■ **Stated task**:
Turn each line of the rows below into a Markdown table with the columns "No." and "Line," numbering them in order and skipping blank lines. Leave the pictures out of the table.

[A run of rows]
▶

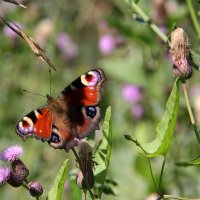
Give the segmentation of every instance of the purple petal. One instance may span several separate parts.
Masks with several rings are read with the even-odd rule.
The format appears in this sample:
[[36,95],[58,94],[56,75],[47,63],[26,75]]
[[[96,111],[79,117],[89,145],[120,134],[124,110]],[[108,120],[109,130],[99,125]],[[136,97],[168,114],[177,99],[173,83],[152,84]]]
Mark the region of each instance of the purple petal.
[[99,39],[99,50],[102,54],[108,55],[112,53],[116,47],[115,37],[109,34],[103,35]]
[[0,167],[0,185],[3,185],[10,176],[10,169],[8,167]]
[[130,103],[137,103],[142,98],[141,89],[137,85],[125,85],[122,88],[122,96]]
[[23,149],[20,145],[13,145],[4,149],[0,153],[0,160],[2,161],[14,161],[23,154]]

◀

■ **Written response**:
| No. | Line |
|---|---|
| 1 | Give the segmentation of every instance of the purple petal. One instance may span several separate parts. |
| 2 | Masks with several rings are read with the even-odd rule. |
| 3 | The format appears in this sample: |
| 4 | [[36,95],[58,94],[56,75],[47,63],[26,75]] |
| 5 | [[[96,111],[79,117],[89,145],[120,134],[124,110]],[[108,120],[109,130],[99,125]],[[136,97],[168,114],[177,99],[173,83],[152,84]]] |
| 6 | Mark the region of each instance of the purple petal. |
| 7 | [[99,39],[99,50],[102,54],[108,55],[112,53],[116,47],[115,37],[109,34],[103,35]] |
| 8 | [[0,167],[0,185],[3,185],[10,176],[10,169],[8,167]] |
| 9 | [[130,103],[137,103],[142,98],[141,89],[137,85],[125,85],[122,88],[122,96]] |
| 10 | [[23,149],[20,145],[13,145],[4,149],[0,153],[0,160],[2,161],[14,161],[23,154]] |